▶ **GIVEN PASSAGE**:
2.Amount reflects a transaction bonus Mr. Griffith earned in connection with the Merger Closing and which was paid to him shortly after the Merger Closing.
3.These amounts include severance benefits payable in connection with their terminations of employment upon completion of the Merger Closing. For Mr. Dauch, Mr. Harrington, and Mr. March these amounts reflect the full amount of severance benefits payable to them, of which $667,000, $250,125, and $200,100, respectively, has not yet been paid.
4.For the NEOs other than Mr. Griffith, these amounts reflect the $1,000 payable to them in connection with the amendments to their employment agreements in August 2025, and for Mr. Ginnan the additional $1,000 payable in connection with the further amendment to his employment agreement in December 2025.
5.Mr. Griffith was appointed Chief Executive Officer on December 15, 2025 in connection with the Merger Closing and was not an NEO for 2024.
6.Mr. Anderson was not an NEO for 2024.
7.Mr. Dauch’s employment terminated on December 15, 2025 in connection with the Merger Closing.
8.Mr. Harrington’s employment terminated on December 15, 2025 in connection with the Merger Closing.
9.Mr. March’s employment terminated on December 15, 2025 in connection with the Merger Closing. Mr. March was not an NEO for 2024.

▶ **TASKS TO CARRY OUT**:
A) Answer these questions from the given passage, one line each:
(i) On what date did Mr. Dauch's employment terminate?
(ii) How much of Mr. Harrington's severance benefits has not yet been paid?
(iii) What amount was payable to the NEOs other than Mr. Griffith in connection with the amendments to their employment agreements in August 2025?
B) Please rewrite the paragraph of the given passage that begins "These amounts include severance benefits" as a short list, keeping its main facts.

▶ **DATA LINES**:
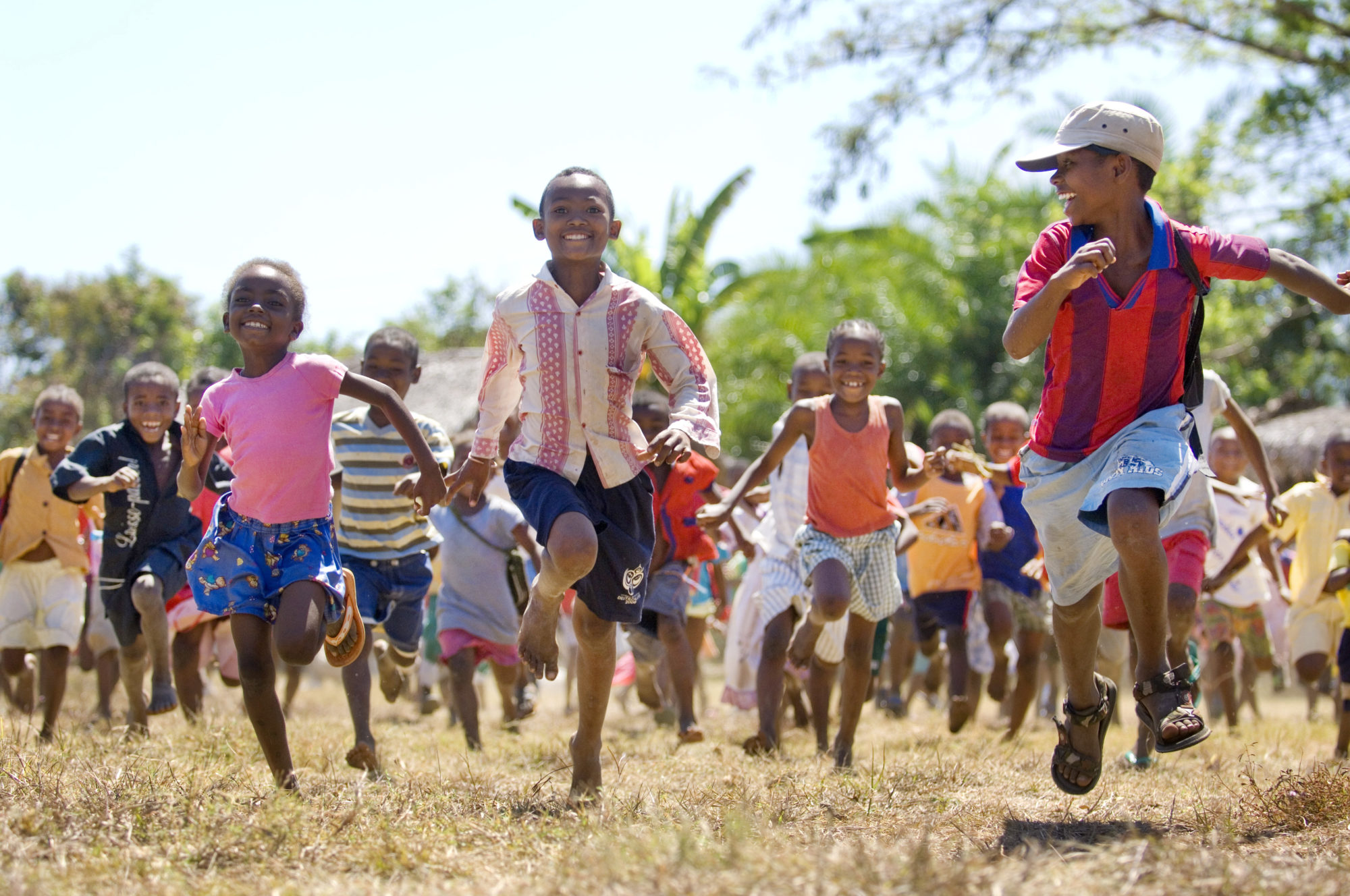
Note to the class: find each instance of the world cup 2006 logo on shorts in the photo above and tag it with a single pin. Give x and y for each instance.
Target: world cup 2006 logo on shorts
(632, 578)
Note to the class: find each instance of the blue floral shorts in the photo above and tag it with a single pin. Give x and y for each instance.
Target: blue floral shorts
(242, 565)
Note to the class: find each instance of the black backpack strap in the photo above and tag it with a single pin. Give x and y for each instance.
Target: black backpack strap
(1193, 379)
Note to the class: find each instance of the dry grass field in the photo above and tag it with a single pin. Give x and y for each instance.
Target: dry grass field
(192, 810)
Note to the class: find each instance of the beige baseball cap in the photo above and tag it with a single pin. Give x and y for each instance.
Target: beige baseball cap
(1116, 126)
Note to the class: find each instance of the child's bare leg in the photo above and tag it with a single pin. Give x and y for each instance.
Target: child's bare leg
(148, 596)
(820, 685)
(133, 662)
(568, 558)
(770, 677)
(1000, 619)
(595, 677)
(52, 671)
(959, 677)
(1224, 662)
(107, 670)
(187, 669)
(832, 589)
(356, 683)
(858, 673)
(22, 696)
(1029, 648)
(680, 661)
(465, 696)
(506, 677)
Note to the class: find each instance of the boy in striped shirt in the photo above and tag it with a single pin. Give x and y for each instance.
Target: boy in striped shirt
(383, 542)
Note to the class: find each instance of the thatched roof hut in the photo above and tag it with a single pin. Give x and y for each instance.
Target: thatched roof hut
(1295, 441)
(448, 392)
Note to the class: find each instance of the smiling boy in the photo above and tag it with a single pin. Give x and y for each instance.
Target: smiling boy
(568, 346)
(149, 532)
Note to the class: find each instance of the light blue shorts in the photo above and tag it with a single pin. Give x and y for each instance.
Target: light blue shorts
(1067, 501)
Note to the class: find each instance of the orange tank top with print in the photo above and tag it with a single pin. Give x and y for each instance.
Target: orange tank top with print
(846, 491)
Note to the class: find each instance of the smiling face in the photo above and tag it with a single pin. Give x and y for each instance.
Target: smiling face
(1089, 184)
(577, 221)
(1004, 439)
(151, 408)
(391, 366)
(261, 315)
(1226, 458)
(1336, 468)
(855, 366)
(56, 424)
* * *
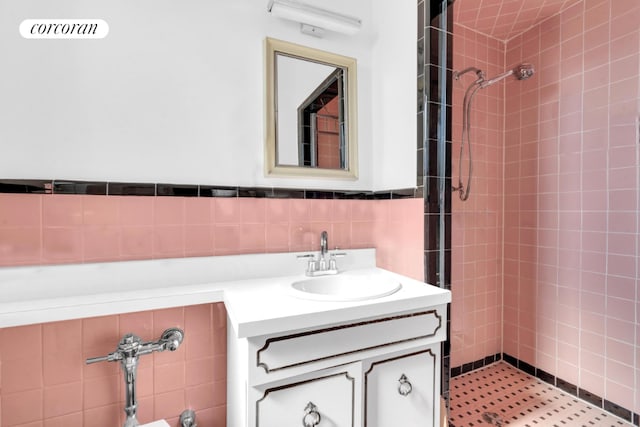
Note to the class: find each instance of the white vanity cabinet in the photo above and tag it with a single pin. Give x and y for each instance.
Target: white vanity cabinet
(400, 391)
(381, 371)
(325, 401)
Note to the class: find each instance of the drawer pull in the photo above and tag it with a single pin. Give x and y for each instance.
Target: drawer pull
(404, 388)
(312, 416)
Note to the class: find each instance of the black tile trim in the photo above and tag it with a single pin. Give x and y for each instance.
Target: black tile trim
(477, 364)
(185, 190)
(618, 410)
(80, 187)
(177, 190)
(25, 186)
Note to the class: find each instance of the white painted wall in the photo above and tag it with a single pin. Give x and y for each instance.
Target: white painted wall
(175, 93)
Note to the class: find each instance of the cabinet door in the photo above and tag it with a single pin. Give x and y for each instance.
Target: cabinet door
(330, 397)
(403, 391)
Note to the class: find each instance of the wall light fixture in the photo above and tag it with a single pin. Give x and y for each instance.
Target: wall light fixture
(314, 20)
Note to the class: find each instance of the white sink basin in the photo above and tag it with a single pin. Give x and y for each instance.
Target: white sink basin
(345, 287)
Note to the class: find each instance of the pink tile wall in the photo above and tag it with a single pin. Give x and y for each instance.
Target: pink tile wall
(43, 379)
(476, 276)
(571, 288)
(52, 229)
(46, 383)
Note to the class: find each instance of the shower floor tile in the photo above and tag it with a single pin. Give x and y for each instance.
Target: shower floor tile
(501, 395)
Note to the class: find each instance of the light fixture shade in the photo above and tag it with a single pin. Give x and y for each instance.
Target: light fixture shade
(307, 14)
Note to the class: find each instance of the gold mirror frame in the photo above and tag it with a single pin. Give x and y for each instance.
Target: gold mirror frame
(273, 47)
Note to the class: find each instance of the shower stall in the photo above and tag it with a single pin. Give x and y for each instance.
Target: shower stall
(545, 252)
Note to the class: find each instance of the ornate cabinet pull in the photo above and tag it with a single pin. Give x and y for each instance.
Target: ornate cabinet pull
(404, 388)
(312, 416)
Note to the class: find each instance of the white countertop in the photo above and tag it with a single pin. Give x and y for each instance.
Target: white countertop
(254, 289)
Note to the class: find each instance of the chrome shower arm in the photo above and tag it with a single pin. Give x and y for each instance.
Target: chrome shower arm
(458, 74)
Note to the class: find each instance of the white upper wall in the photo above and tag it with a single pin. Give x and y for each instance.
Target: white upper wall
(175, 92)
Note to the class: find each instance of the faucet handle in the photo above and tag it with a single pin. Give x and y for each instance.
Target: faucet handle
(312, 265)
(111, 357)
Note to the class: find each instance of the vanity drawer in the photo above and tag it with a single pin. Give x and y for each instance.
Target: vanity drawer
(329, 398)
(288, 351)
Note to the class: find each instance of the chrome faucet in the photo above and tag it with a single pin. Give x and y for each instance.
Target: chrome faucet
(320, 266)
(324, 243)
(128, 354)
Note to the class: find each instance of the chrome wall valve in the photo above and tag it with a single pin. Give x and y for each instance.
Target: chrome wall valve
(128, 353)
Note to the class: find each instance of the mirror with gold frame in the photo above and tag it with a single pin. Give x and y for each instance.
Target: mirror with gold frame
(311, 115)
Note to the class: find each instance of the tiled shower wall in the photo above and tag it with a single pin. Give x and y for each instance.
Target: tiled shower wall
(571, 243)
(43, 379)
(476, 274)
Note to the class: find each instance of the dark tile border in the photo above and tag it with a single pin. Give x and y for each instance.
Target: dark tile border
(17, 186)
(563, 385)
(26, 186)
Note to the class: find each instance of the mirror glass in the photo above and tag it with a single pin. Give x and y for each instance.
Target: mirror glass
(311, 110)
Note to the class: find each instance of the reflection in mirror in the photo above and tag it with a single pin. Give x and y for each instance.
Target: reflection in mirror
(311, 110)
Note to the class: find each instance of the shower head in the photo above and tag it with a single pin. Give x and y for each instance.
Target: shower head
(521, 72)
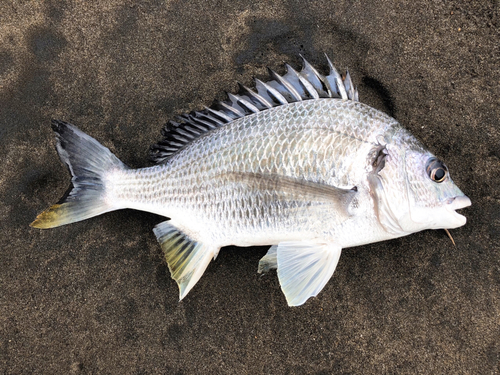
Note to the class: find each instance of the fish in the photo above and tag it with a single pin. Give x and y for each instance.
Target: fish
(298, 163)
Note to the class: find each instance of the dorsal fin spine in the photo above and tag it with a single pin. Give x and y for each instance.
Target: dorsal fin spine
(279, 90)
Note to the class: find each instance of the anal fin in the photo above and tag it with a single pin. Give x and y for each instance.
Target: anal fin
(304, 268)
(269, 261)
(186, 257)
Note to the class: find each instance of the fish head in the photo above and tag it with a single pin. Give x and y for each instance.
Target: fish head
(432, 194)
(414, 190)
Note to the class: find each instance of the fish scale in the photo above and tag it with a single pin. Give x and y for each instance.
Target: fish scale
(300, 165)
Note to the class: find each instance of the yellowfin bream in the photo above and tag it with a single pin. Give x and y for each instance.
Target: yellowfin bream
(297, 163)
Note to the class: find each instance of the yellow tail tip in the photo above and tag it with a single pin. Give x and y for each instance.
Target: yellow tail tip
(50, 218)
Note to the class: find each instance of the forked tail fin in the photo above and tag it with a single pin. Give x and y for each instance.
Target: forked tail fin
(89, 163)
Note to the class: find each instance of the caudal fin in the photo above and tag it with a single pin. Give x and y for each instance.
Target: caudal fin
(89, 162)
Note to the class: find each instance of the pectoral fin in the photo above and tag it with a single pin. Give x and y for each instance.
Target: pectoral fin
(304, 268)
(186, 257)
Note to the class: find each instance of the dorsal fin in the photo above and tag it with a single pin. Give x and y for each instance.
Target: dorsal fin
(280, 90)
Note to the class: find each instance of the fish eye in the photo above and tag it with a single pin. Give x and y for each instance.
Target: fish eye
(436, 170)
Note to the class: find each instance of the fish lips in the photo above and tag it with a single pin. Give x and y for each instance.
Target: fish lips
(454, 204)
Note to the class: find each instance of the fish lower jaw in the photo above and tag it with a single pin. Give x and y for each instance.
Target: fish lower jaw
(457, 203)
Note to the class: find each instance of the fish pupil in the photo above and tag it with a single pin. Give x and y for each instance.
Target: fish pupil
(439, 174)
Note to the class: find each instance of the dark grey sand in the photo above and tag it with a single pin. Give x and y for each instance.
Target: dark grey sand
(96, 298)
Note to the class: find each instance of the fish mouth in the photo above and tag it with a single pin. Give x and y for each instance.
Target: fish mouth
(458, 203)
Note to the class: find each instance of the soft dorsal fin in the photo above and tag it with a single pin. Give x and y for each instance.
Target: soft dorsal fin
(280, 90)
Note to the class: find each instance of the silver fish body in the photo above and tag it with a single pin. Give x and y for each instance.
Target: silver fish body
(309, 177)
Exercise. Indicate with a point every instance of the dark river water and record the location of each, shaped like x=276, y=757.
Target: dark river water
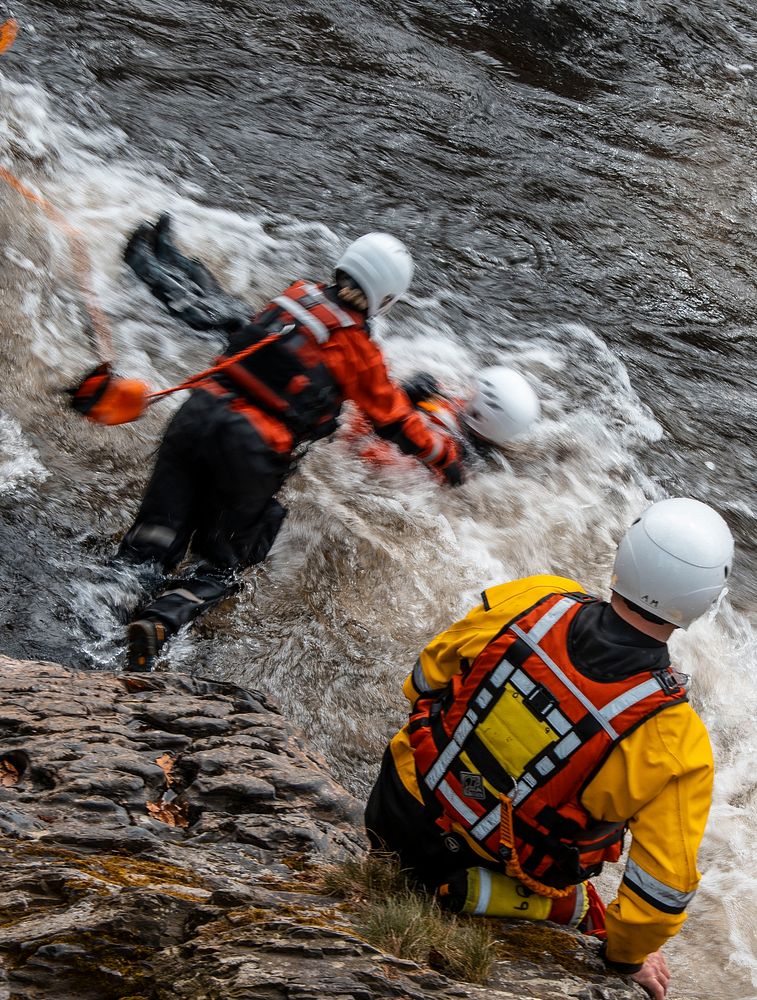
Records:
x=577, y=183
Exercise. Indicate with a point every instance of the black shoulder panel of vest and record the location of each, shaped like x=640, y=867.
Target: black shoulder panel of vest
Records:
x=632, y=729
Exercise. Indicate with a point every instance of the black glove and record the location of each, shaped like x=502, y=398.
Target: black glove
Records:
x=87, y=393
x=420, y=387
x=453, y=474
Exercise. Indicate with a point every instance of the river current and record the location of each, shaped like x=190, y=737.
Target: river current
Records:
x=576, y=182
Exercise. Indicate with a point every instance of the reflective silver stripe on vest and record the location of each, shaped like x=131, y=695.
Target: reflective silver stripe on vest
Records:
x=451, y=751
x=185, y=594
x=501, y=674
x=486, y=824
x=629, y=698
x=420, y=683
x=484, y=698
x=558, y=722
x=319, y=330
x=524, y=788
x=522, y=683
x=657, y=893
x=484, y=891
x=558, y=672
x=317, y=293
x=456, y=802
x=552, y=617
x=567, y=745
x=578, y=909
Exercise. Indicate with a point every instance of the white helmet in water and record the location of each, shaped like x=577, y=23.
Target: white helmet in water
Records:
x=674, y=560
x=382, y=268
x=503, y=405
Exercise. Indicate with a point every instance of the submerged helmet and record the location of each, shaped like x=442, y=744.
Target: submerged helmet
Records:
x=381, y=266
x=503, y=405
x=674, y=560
* * *
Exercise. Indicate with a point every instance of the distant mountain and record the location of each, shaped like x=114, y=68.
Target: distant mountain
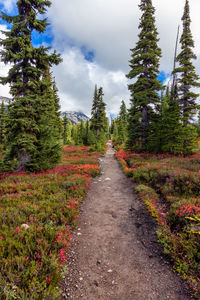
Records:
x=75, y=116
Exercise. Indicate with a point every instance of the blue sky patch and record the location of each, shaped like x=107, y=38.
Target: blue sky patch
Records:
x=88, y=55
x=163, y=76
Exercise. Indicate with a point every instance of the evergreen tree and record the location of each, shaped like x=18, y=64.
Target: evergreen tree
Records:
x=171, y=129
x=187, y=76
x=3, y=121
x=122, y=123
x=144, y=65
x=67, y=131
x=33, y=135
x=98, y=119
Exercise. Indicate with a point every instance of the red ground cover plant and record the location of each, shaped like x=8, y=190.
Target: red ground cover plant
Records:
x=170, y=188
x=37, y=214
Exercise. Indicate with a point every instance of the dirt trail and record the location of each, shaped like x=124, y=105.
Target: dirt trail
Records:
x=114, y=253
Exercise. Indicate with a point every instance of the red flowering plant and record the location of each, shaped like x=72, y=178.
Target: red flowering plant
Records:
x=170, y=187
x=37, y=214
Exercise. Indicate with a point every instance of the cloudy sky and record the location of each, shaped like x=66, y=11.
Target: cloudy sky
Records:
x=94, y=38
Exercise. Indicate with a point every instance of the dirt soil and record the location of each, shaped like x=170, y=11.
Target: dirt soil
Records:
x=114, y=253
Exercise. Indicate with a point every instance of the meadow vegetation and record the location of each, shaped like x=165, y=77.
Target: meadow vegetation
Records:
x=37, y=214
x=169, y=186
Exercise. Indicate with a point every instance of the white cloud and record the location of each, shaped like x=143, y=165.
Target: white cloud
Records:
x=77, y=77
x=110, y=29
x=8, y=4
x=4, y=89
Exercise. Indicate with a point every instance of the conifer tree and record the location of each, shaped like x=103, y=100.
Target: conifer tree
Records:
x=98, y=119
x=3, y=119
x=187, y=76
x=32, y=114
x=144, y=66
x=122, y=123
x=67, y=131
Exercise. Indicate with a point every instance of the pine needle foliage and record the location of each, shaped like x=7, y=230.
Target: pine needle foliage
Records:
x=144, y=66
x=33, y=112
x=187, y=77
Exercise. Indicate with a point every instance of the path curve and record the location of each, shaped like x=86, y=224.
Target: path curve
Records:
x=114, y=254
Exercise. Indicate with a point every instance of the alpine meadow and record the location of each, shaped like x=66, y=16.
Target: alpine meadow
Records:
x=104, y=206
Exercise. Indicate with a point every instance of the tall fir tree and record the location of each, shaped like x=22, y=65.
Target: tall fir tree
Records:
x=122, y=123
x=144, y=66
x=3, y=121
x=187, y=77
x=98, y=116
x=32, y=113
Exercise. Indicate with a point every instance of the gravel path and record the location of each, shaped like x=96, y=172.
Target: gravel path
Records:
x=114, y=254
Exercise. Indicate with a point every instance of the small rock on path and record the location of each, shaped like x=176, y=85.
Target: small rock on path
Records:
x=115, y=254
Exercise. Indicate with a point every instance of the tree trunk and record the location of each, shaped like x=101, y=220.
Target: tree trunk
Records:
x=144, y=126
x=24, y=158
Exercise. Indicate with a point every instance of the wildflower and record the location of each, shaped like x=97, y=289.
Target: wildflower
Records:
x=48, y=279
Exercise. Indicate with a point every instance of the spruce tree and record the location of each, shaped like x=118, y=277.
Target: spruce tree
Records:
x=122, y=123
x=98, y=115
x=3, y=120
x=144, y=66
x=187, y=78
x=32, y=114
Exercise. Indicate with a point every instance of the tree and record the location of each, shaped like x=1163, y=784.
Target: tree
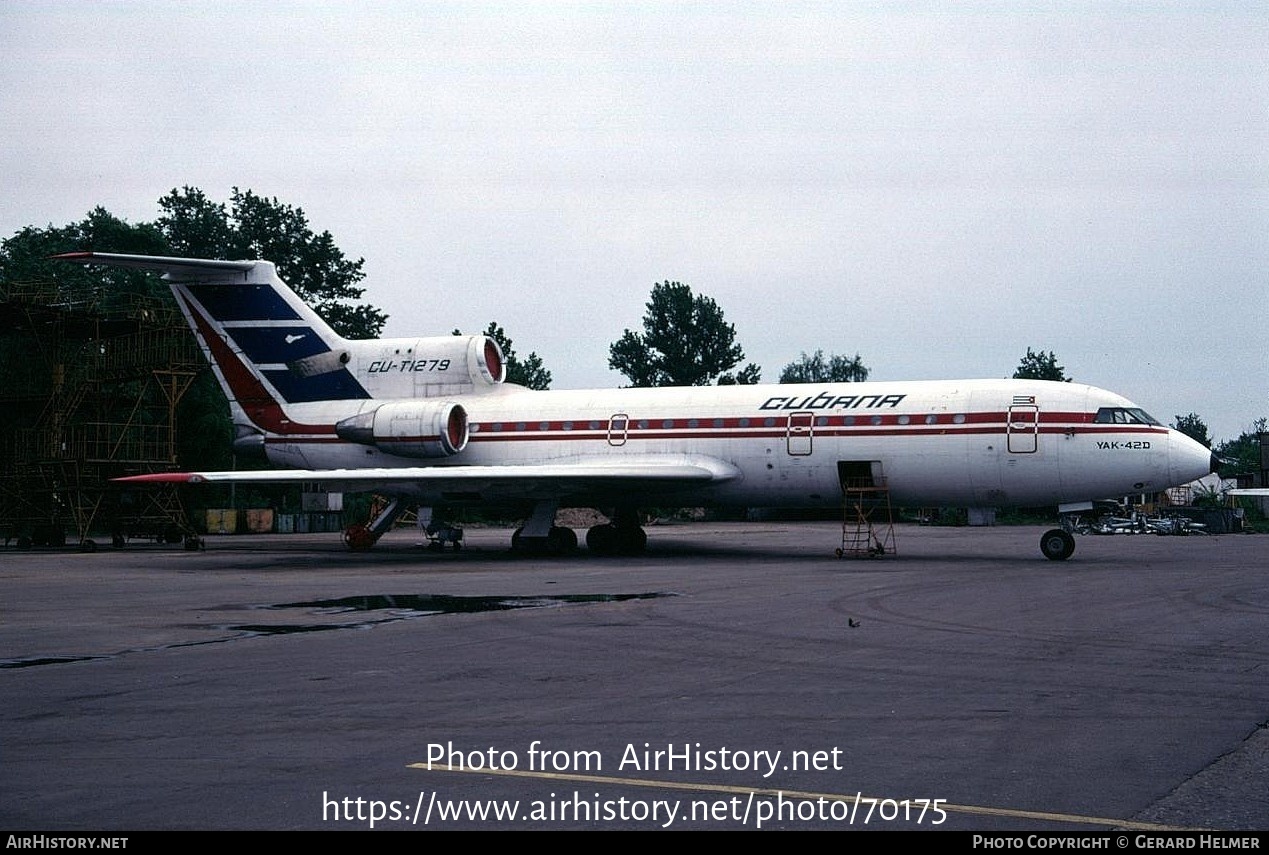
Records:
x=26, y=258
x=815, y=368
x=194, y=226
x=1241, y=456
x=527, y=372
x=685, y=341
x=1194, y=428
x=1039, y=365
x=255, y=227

▶ **ANSWERS FOR THIS EXERCISE**:
A)
(i) December 15, 2025
(ii) $250,125
(iii) $1,000

B)
- The amounts include severance benefits payable because employment terminated when the Merger Closing was completed.
- For Mr. Dauch, Mr. Harrington, and Mr. March, the amounts are the full severance benefits payable to them.
- Not yet paid: $667,000 to Mr. Dauch, $250,125 to Mr. Harrington, and $200,100 to Mr. March.